● Passage given:
Air scenting system

Abstract

The instant devices and approach provide a way to provide custom scented fluids (or air freshener) in the form of evaporated scented air and also atomized scented liquids. It combines a vessel capable of constraining scented fluids or air fresheners with a semipermeable membrane for dispersing evaporated scented air and also an atomizer for dispersing scented liquids into the air and thereby eliminates the need for secondary valves.

Claims

1. An air scenting system comprising: a vessel comprising a top, bottom, and a back and configured to hold a stored aromatic liquid and the vessel having at least a first and second apertures wherein at least the first aperture is on the back and is configured to be sealed by one or more semi-permeable membranes and wherein at least second aperture is on the top and configured to be connected to one or more atomizers; wherein the first and second apertures are configured as separate paths to allow aromatic air via the first aperture and atomized aromatic liquids via the second aperture, from the same stored aromatic liquid, to pass out of the vessel; one or more semi-permeable membranes configured to only allow evaporated aromatic air to pass through the membrane and to otherwise prevent the aromatic liquids in contact with the one or more semi-permeable membranes from passing through the one or more semi-permeable membranes; one or more membrane covers, wherein the one or more membrane covers are associated with the sealing of the first aperture and is configured to be connected to the vessel and to seal the one or more semi-permeable membranes when the membrane cover is connected to the vessel and wherein the one or more membrane covers are vented to allow air to pass through the one or more semi-permeable membranes and out of the vessel; and one or more pump activated atomizers configured to be attached to the vessel and to atomize the aromatic liquid within the vessel.

● Given problem 1: Could you return, verbatim, the lines of the records starting with the line that contains "If you could locate the woman's" and going on through the end of the records? Leave the pictures out of your answer.

● Supplied data:
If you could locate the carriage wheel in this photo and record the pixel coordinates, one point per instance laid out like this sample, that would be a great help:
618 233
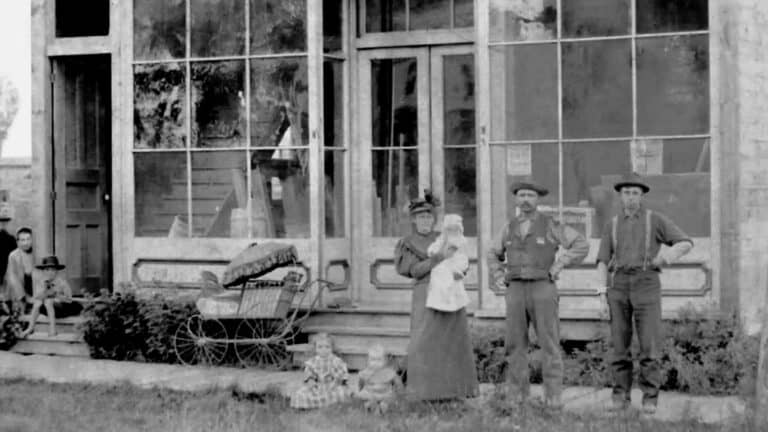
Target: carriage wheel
272 354
200 341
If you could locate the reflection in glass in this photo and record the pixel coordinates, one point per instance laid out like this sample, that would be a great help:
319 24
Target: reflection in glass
280 194
159 106
394 102
218 98
658 16
463 13
278 26
459 99
597 89
333 99
279 102
461 186
384 16
429 14
218 191
589 18
158 29
334 193
524 92
332 22
673 85
522 20
514 162
218 27
396 180
160 185
588 195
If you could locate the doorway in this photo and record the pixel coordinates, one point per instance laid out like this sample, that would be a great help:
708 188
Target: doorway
417 132
81 145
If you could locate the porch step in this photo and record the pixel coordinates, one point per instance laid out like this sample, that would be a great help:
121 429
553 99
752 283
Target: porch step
356 358
63 344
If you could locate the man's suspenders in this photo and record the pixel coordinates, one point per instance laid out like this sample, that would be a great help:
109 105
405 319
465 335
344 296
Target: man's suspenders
614 239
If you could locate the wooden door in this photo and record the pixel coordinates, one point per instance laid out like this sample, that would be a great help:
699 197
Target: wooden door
81 156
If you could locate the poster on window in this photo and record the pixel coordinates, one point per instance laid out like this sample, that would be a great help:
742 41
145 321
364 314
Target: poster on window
519 160
647 156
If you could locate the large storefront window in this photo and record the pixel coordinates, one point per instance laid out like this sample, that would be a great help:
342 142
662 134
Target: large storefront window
221 119
588 93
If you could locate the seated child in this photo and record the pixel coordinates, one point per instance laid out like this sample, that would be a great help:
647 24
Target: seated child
446 287
53 295
325 381
377 383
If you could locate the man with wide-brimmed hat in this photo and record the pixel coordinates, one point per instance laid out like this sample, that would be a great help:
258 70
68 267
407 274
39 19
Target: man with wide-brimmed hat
53 293
629 262
523 260
7 245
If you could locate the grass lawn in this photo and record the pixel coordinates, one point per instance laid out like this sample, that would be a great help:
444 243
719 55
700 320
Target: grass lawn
36 406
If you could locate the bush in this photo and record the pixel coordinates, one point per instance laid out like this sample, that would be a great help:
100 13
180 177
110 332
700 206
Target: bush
700 355
123 327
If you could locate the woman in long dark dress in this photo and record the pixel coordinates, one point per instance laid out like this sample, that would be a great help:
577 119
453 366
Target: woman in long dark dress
441 364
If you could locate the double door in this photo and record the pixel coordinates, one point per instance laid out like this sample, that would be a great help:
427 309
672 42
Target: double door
416 129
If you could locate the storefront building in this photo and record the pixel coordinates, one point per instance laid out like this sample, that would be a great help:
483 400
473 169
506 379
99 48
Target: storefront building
169 135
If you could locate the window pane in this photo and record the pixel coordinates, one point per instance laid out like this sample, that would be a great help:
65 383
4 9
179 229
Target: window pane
511 163
280 192
588 18
218 110
395 102
384 15
461 186
158 29
430 14
278 26
597 89
279 102
333 100
657 16
519 20
159 106
217 27
459 99
160 181
218 190
334 193
395 180
332 22
72 22
524 92
464 13
673 85
588 195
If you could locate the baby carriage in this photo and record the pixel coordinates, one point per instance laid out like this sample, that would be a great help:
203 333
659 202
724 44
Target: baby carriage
262 315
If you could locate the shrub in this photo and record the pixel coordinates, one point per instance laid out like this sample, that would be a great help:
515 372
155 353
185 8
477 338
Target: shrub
700 355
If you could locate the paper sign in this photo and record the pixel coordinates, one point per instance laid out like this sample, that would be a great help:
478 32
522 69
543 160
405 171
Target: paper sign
519 159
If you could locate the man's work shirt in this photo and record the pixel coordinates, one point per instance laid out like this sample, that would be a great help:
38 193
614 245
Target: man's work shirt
630 253
574 244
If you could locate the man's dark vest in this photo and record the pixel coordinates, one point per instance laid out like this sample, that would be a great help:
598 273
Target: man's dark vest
529 258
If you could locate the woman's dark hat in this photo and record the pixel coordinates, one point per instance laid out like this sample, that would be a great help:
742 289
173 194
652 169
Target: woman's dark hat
631 180
50 262
529 184
427 204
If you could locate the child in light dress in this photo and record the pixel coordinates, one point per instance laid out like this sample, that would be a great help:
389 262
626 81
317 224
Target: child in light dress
325 378
378 382
446 286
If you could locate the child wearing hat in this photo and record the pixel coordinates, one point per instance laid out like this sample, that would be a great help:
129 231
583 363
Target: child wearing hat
53 293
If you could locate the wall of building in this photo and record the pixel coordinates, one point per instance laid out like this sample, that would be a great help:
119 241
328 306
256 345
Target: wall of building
16 182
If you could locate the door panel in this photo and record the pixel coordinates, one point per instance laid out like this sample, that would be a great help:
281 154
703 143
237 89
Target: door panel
81 150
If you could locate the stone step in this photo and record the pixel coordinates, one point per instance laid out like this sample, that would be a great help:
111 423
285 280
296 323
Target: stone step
355 358
63 344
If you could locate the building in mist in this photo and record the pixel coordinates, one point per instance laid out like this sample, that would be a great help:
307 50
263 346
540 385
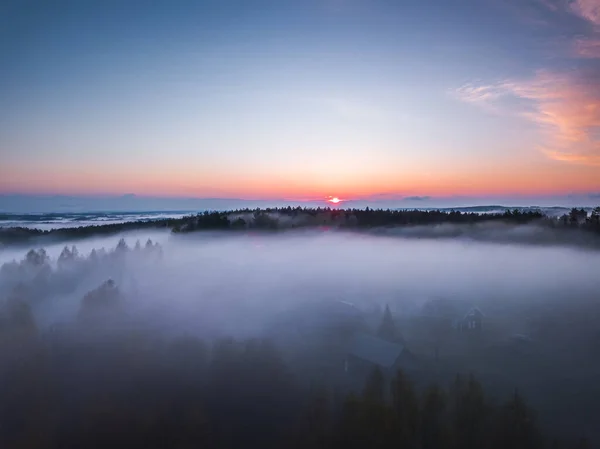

● Given problem 2: According to the abstract of the air scenting system text, combining the vessel with a semipermeable membrane and an atomizer eliminates the need for what?

● Exercise response 1:
If you could locate the woman's dark hat in this photo and record the pixel coordinates, one point per instance laid out like this sample, that would be a great help:
742 289
173 194
652 169
Target: woman's dark hat
631 180
50 262
529 184
427 204
If you could locate the child in light dress in this photo and record the pixel coordinates, one point per instance laid out like this sample, that would be a great help:
389 262
626 81
317 224
Target: child in light dress
325 378
378 382
446 286
If you could locate the child wearing hat in this photo and record the pixel coordinates, one point per instance laid out like this sample, that would be a great help:
129 231
583 363
Target: child wearing hat
53 293
If you could locate the wall of building in this photo and record the pixel coordinates, one point per instance laid out like this sample, that would be a great help:
119 241
328 306
256 345
Target: wall of building
16 182
If you could locate the door panel in this photo and record the pixel coordinates, one point per instance laid out like this sample, that would be a great help:
281 154
703 143
237 89
Target: door panel
81 150
If you could locate the stone step in this photo and record the pixel coordinates, one point per instance laid out like this sample, that would be a great help:
111 423
285 280
296 323
Target: stone step
355 358
63 344
If you could locate the building in mist in this photo and record the pixel coordinates, one point per instance laid out like this sample, that would be a great help:
307 50
263 346
540 385

● Exercise response 2: Secondary valves.